### Given request 1
Summarize the passage about Nico in two sentences.

### Excerpt to read
He would be loved, I knew that.  But it would not be the same as having a family.

How fair was it that this great kid would probably never have a home?  Would never be wanted?

The truth was, I wanted him.  I wanted him very much, and though I was only nineteen years old, I naively felt that because I knew Spanish I could keep his culture alive for him.  In my heart, I knew that being disabled myself would not be a hindrance, it would be a help.  Because I could teach Nico how to adapt.  I could show him that being disabled was okay, even though the world still told me regularly that it was not okay.  I would make it so for this boy.

My desires and hopes to adopt Nico myself were futile and I knew that.  Costa Rican laws were very clear.  I had to leave, and leave Nico, but a piece of my heart remained behind.

FAITH FOR A FAMILY:

It’s been fifteen years since I have rolled on Costa Rican soil.  Since I have experienced the intense humidity, the rain every afternoon, the inky black nights, the breathtaking mountains and sunsets.  Since I have seen Nico.

But every so often, over the years, I have gotten an email from Mike and his wife, letting me know the latest news on their family, the children’s home, and the children who live there.  All of the ones I got to know moved on quickly after we left, but Nico remained.  And every so often we got an update on him:

At seven, he got a walker.

### Given request 2
Report each line of the stored data entries that contains the string "radiator", treating case as significant.

Stored data entries:

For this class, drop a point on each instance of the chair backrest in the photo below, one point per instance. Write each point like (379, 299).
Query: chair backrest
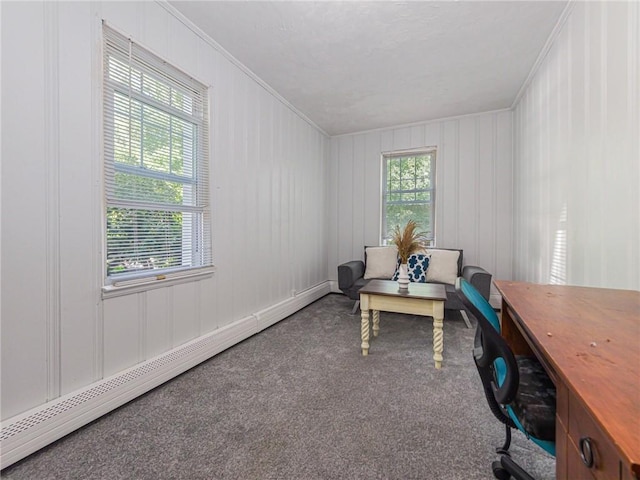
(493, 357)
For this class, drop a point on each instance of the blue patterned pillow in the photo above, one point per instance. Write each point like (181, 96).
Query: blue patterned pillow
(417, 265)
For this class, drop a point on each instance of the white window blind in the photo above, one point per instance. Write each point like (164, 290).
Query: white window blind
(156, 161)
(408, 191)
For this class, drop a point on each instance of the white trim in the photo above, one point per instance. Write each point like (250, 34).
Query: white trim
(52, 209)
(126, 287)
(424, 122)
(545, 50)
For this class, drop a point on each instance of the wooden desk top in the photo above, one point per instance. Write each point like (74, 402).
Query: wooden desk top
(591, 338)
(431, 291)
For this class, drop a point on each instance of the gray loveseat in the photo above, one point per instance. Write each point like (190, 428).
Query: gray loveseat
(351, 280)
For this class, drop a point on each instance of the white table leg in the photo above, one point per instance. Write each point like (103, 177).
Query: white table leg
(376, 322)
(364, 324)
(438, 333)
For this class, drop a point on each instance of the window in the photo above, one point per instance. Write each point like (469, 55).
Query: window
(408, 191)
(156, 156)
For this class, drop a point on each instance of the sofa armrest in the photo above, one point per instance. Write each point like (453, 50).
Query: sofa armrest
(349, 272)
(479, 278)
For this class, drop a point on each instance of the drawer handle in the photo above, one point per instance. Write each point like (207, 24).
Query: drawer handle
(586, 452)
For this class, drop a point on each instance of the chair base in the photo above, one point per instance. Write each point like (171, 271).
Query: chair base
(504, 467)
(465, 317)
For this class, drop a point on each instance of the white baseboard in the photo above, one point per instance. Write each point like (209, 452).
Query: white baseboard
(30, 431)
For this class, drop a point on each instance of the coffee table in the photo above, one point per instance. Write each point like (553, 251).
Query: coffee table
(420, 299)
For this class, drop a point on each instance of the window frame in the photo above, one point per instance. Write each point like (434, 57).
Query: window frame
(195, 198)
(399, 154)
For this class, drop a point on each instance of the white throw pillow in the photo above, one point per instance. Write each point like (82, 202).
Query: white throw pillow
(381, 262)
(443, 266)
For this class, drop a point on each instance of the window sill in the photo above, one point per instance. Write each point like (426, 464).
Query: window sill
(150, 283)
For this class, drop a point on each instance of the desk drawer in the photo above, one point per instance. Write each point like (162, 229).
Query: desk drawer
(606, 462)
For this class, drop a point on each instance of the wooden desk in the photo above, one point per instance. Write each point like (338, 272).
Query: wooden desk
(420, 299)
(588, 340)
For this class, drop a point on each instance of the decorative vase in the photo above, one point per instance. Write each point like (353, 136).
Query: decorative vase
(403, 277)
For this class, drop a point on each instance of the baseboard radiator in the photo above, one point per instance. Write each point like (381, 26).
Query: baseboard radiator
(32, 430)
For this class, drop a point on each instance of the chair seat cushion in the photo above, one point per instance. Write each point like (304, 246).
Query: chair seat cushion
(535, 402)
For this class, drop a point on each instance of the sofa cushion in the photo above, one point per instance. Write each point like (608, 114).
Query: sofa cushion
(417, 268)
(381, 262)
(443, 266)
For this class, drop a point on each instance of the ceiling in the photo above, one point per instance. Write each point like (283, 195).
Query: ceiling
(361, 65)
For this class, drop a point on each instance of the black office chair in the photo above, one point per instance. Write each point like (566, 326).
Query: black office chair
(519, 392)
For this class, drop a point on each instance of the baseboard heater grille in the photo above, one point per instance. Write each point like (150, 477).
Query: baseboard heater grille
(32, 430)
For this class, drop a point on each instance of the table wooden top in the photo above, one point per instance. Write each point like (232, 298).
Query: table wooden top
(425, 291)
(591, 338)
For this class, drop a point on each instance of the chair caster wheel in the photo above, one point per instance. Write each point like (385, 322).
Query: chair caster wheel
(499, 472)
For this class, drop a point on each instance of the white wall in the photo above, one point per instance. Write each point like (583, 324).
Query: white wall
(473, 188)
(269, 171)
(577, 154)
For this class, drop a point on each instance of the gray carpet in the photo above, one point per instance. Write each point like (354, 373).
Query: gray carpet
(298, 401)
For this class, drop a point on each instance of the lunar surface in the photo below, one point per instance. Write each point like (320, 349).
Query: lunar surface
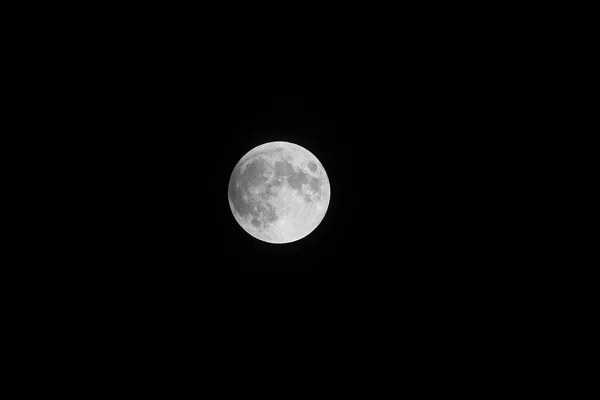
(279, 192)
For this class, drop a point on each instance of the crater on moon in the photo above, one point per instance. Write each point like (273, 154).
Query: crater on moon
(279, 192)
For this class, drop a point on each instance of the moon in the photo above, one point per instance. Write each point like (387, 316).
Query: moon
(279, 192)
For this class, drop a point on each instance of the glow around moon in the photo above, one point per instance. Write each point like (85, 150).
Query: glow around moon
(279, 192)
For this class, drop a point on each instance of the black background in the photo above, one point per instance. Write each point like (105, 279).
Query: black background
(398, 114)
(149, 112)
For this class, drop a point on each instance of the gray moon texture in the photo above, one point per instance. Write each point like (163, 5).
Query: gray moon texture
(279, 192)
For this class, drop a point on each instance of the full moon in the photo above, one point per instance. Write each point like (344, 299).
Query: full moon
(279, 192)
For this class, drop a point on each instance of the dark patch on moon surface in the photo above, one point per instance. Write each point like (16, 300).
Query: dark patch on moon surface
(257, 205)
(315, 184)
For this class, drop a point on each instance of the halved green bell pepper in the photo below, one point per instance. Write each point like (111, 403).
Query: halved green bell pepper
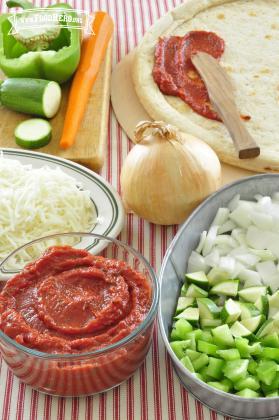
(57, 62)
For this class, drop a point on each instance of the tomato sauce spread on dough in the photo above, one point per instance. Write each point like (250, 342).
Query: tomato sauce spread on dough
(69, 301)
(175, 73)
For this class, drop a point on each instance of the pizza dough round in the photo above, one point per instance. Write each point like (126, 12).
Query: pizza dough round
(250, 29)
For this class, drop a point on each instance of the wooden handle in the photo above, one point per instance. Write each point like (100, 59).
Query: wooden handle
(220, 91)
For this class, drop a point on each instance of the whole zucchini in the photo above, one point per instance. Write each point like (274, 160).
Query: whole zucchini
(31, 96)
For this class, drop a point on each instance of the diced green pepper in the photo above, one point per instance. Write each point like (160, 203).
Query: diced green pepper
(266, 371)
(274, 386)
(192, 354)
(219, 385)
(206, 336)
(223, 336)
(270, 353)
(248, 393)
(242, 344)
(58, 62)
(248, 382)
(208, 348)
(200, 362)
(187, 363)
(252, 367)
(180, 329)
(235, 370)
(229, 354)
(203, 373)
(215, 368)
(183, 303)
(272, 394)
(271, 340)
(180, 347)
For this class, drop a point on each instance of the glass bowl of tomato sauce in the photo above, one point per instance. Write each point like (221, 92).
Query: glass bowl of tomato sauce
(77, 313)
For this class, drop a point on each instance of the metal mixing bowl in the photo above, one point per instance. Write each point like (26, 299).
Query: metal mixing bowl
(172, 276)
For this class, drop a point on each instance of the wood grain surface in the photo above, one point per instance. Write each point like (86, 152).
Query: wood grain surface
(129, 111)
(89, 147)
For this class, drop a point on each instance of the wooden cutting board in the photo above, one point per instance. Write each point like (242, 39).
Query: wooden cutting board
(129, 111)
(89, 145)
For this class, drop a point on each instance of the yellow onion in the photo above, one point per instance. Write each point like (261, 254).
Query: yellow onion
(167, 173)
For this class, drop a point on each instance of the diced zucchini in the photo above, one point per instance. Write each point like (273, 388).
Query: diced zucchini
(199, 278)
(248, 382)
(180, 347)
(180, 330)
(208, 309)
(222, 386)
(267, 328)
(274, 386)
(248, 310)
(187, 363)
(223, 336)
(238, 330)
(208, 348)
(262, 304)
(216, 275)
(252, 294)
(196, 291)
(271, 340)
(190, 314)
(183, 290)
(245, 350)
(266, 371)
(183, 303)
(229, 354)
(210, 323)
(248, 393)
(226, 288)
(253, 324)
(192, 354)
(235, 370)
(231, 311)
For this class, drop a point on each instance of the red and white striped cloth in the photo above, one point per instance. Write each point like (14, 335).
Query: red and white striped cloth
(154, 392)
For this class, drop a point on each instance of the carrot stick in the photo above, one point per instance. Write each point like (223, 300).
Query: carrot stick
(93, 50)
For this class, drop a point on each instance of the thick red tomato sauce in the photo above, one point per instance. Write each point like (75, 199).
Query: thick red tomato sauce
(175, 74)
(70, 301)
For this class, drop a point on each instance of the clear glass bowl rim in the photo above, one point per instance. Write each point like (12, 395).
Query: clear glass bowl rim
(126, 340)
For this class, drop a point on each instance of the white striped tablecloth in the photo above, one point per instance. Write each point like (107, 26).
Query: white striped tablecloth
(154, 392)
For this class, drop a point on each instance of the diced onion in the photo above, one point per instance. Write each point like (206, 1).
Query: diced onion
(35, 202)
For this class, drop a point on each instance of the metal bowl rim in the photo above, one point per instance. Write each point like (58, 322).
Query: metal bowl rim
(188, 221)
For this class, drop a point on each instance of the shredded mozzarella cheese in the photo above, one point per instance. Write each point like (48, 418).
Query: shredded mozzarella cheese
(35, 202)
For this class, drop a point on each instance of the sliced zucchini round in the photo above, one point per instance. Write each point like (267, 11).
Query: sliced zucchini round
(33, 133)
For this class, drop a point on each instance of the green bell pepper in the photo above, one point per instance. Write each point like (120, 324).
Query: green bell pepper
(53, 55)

==

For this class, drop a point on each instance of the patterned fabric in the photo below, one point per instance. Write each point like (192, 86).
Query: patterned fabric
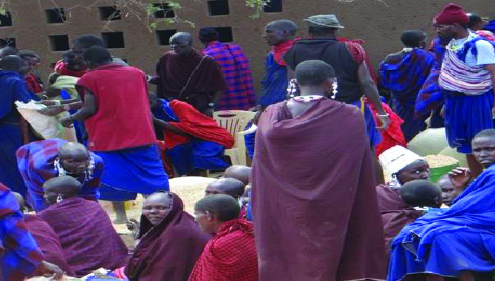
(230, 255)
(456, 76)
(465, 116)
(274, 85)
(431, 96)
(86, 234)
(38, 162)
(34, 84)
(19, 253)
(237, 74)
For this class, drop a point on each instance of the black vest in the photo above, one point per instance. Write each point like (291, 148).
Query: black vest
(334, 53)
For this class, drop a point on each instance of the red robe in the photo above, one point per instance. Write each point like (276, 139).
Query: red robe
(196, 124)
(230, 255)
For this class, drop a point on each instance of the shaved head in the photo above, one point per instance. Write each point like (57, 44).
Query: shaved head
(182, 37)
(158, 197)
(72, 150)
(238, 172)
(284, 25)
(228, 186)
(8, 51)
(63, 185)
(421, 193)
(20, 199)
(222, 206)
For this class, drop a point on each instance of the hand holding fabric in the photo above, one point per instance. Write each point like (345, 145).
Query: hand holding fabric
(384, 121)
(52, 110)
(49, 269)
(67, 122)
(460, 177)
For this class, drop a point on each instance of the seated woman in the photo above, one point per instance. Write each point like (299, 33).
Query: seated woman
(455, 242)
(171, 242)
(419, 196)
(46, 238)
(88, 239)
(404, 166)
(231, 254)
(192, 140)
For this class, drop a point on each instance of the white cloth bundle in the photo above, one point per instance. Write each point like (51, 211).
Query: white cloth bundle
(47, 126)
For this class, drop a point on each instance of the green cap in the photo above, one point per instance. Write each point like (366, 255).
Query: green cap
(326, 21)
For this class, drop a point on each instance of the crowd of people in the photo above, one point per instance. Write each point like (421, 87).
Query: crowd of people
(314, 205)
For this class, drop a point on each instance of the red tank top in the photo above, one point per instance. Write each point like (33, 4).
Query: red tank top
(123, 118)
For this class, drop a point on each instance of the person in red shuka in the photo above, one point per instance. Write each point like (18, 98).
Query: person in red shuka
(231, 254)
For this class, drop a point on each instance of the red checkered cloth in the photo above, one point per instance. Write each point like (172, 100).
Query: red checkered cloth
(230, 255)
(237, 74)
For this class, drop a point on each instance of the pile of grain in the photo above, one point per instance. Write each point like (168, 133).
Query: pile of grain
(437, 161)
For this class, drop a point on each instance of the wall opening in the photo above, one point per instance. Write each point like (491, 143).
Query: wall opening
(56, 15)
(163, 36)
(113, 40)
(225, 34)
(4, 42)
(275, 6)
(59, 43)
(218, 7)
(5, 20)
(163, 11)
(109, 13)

### Correct output 1
At nineteen, the narrator wanted to adopt Nico and believed that knowing Spanish and being disabled would help, but Costa Rican law made that impossible, so the narrator had to leave him behind. Fifteen years later, occasional emails from Mike and his wife still bring news of their family, the children's home and Nico, who stayed there after the other children moved on.

### Correct output 2
For this class, drop a point on each instance of the baseboard radiator in the photo above, one point per instance. Write each point like (381, 26).
Query: baseboard radiator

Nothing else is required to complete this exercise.